**** DOCUMENT EXCERPT ****

Water-saving irrigation practices in rice paddies reverse the impact of root aerenchyma on methane emissions

Rice root aerenchyma (RA) and irrigation practices influence key physiological processes in rice paddies, affecting both yield and methane (CH₄) emissions. However, the interaction between RA and irrigation practices, and its implications for CH₄ mitigation, remains unclear, making it difficult to identify rice cultivars for CH₄ mitigation purposes. Here, we conducted a series of field and pot experiments to evaluate how RA affects grain yield and CH₄ emissions under two common irrigation regimes: continuous flooding (CF) and alternate wetting and drying (AWD). Our results show that the interaction between RA and irrigation regime significantly influenced both rice yield and CH₄ emissions. Under CF, increased RA formation was associated with higher rice yield and lower CH₄ emissions across a wide range of cultivars. These results could be explained by cultivars with well-developed RA increasing root oxygen loss, thereby stimulating CH₄ oxidation and promoting N availability to support plant growth. In AWD systems, no significant differences in rice yield, methanogenesis or methanotrophy were observed between cultivars with varying RA development. However, cultivars with well-developed RA increased CH₄ emissions by 28 %−32 % compared to those with less-developed RA, likely due to enhanced CH₄ transport from anaerobic deep soil layers to the atmosphere. Consistent with these findings, CH₄ emissions under AWD decreased when we inhibited RA development through root irrigation with brassinosteroids. In conclusion, we demonstrate that AWD in paddies can reverse the impact of RA on CH₄ emissions, highlighting the need for CH₄ mitigation strategies involving cultivar selection to account for variations in irrigation practices.

**** DATA FOR REVIEW ****

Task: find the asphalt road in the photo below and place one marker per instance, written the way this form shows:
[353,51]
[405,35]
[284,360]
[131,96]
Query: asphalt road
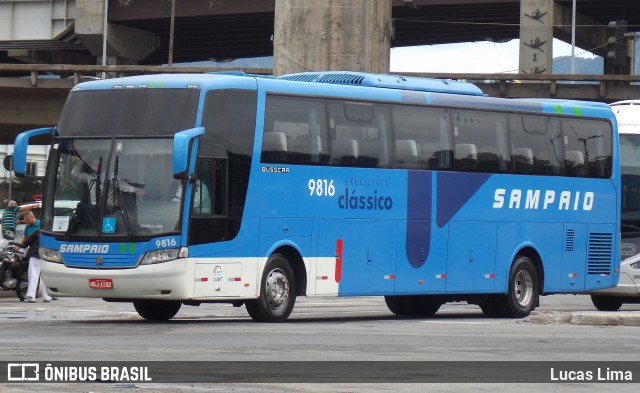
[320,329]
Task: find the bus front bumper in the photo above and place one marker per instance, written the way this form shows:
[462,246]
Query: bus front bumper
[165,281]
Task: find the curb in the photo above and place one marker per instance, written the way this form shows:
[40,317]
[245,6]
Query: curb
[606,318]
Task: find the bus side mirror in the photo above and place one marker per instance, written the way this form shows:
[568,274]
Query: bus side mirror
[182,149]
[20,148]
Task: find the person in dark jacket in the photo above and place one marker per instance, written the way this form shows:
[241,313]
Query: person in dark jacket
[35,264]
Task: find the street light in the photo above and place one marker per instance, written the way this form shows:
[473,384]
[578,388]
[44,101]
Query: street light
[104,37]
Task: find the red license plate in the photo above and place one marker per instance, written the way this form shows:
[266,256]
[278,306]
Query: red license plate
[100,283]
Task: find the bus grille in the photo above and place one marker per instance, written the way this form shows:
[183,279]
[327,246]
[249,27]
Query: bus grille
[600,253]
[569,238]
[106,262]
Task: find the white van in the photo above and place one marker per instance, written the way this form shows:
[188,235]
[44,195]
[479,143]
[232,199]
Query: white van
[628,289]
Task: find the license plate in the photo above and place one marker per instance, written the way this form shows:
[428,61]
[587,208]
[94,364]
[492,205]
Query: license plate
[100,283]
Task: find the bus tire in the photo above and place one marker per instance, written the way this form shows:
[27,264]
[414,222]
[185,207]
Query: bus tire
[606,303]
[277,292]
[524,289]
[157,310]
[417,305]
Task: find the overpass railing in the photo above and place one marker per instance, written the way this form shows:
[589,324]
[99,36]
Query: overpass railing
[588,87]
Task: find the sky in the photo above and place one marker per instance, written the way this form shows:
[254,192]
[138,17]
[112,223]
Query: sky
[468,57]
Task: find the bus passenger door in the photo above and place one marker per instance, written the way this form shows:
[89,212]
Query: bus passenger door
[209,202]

****

▶ _ACTION ITEM_:
Answer these questions about the rice root aerenchyma abstract:
(a) Which two irrigation regimes did the experiments compare?
(b) Under alternate wetting and drying, by what percentage did cultivars with well-developed RA increase CH₄ emissions compared with those with less-developed RA?
(c) What was applied through root irrigation to inhibit RA development?
The data has nothing to do with the text.

▶ _TASK ANSWER_:
(a) Continuous flooding (CF) and alternate wetting and drying (AWD).
(b) By 28 %−32 %.
(c) Brassinosteroids.